§ RECORD EXTRACTS
------------

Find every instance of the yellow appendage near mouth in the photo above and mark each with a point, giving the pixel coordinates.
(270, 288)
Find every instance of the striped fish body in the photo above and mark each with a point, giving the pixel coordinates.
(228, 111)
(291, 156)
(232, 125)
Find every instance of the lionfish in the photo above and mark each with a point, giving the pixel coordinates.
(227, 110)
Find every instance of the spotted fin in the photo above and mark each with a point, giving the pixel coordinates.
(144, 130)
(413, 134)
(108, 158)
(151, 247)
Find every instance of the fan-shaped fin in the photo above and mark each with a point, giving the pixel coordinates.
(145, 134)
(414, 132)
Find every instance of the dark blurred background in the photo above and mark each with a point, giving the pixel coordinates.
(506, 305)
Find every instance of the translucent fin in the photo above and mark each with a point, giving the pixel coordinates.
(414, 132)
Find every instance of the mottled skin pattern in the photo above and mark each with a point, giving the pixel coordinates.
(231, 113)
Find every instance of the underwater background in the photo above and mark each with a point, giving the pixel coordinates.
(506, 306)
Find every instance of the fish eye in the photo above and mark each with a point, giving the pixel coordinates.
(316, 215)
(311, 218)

------------

§ WORK TO BE COMPLETED
Copy the entire listing above word for word, keeping every line in its original order.

§ RESULT OF THE TASK
Find every instance of the yellow appendage near mouth in the photo above and mark each with a point, giving the pixel coordinates.
(270, 288)
Find every instance of the striped fish body in the photo above and mark each with a point, giving the pixel coordinates.
(228, 111)
(291, 156)
(232, 125)
Find every instance of the lionfish in the photo above and mark each with a point, giving the pixel coordinates.
(227, 110)
Find every instance of the spotted fin in the photo above and mark each with a point, giving the pixel coordinates.
(144, 130)
(413, 134)
(108, 158)
(151, 247)
Find every instance of the fan-shaped fin in the photo above and mark each with a point, giving the pixel coordinates.
(145, 134)
(414, 132)
Find every instance of the dark blurred background in the photo above and mark each with a point, giving the pixel coordinates.
(506, 305)
Find every instance of the translucent fin in the photo above and mark each with a point, giving the pixel coordinates.
(414, 132)
Find every instance of the mottled skin pattern in the photo above and mark each with a point, giving the pixel coordinates.
(231, 113)
Find every instance of the underwater background in the photo above and mark each with a point, giving the pixel coordinates.
(506, 306)
Find every instance of the fish eye in the photo above and mark each with a point, giving the pixel coordinates.
(316, 215)
(311, 218)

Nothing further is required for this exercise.